THE EXERCISE – Return, character for character, the part of the entries that opens with the line containing "point: short sleeve, one" and continues through the end of the entries, including both ends. Leave the pictures out of the output.

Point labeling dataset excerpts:
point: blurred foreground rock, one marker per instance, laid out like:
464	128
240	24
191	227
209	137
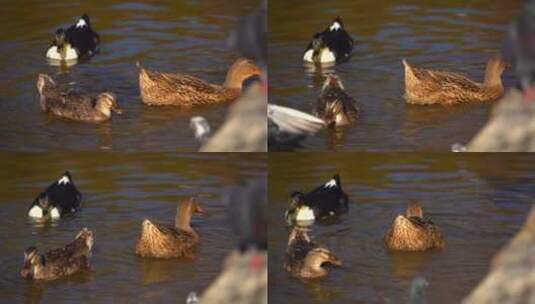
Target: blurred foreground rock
243	280
245	128
511	127
512	273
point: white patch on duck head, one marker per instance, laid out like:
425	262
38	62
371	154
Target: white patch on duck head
36	212
305	213
335	26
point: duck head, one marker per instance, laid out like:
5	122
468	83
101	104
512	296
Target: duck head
33	262
240	70
106	102
315	261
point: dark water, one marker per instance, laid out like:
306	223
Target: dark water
479	201
120	190
449	35
175	36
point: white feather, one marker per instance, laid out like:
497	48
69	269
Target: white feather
308	55
54	213
36	212
305	213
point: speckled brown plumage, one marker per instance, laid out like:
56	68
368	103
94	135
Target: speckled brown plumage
73	105
59	262
413	232
165	241
166	89
423	86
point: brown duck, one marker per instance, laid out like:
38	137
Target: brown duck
413	232
59	262
162	241
73	105
174	89
424	86
305	259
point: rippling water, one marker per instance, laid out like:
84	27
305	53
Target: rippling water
479	201
119	191
174	36
450	35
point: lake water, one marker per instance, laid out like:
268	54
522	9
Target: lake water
119	192
479	202
448	35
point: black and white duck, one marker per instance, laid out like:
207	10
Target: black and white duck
325	201
79	40
73	105
332	45
60	198
59	262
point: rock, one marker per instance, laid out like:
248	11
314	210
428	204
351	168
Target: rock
511	278
511	127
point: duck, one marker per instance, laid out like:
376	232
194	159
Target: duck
425	87
79	40
57	200
305	259
175	89
413	232
59	262
73	105
165	241
334	105
332	45
325	201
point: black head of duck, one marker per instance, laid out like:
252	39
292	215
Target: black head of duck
413	232
77	41
332	45
334	105
305	259
165	241
325	201
59	262
57	200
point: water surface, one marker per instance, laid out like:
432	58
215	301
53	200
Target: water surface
448	35
119	192
173	36
479	202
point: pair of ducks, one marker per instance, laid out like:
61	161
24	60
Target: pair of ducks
62	198
307	259
156	89
422	86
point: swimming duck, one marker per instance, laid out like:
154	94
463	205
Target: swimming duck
325	201
73	105
305	259
60	198
163	89
59	262
334	105
162	241
77	41
435	87
334	44
413	232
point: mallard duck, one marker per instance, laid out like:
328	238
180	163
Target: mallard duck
75	106
334	105
60	198
305	259
77	41
413	232
325	201
434	87
162	241
334	44
167	89
59	262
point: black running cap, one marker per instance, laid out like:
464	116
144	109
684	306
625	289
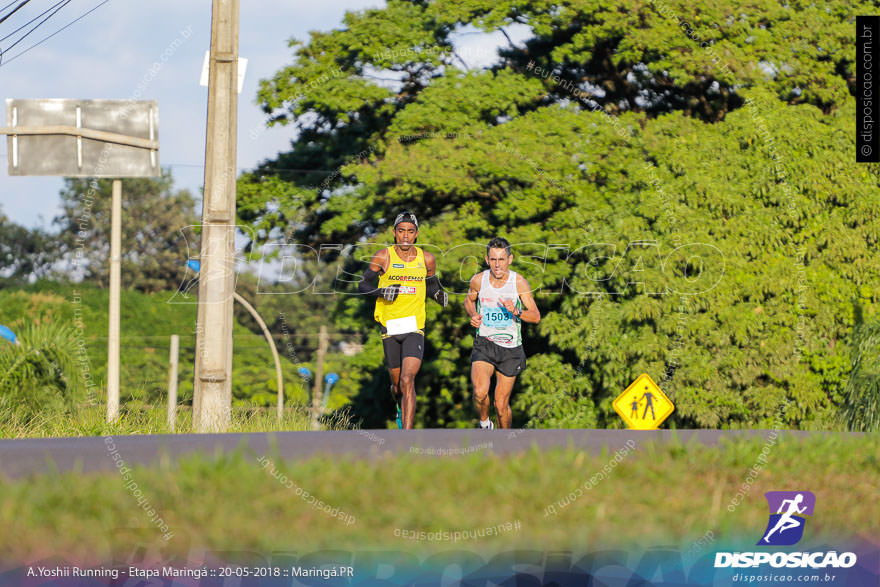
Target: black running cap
406	216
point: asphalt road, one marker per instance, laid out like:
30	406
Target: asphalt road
22	457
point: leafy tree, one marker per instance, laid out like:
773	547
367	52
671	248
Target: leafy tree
24	253
156	230
861	403
677	179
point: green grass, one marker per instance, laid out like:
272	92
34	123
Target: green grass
661	494
137	418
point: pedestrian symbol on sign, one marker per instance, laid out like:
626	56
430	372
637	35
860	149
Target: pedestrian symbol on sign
647	405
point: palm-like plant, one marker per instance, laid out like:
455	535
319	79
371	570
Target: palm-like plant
40	374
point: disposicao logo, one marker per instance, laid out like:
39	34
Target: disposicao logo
786	528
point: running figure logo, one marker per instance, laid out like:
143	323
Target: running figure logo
786	525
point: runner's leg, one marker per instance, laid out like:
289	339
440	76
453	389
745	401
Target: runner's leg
481	377
408	371
503	387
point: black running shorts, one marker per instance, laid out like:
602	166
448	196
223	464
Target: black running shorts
399	346
509	362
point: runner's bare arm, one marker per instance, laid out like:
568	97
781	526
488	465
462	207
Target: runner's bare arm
470	300
433	289
530	312
378	266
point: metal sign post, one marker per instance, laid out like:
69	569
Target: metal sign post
88	138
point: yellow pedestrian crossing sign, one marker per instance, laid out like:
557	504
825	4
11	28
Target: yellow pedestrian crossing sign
643	406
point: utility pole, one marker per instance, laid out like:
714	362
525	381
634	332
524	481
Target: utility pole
115	286
317	390
173	353
212	397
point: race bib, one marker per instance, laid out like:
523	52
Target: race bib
401	325
496	317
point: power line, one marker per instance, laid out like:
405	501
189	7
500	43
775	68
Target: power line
44	39
65	2
14	10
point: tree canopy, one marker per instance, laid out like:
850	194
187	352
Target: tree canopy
157	230
678	180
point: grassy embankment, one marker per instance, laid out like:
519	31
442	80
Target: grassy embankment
667	494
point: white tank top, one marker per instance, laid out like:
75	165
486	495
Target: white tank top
499	325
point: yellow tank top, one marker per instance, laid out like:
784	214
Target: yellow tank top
411	277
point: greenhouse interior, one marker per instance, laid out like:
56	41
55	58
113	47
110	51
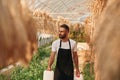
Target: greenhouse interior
38	35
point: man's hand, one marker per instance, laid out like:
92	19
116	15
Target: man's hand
77	73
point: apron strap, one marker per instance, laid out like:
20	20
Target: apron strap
61	43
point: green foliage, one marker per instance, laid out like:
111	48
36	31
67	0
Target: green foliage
3	77
87	74
35	70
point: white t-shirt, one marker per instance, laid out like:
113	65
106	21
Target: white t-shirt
64	45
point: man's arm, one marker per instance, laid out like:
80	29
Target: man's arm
51	60
75	57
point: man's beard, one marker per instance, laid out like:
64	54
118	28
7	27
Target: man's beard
62	36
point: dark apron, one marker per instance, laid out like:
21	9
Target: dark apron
64	65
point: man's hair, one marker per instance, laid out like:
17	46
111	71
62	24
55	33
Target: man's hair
65	26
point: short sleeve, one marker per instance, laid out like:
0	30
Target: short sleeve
54	48
75	47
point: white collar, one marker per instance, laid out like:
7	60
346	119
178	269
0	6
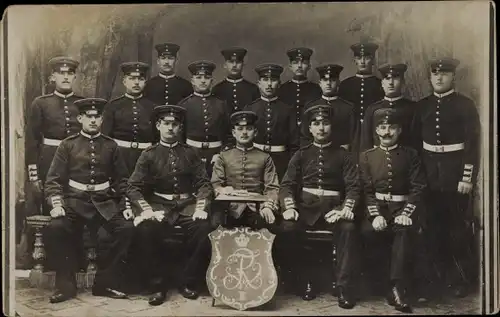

SOLUTION –
point: short sleeve, one marker per instance, laid out like:
0	30
Target: short sleeve
54	48
75	47
point: white collar, one marker per instance, laid out like:
7	60
346	119
178	269
0	6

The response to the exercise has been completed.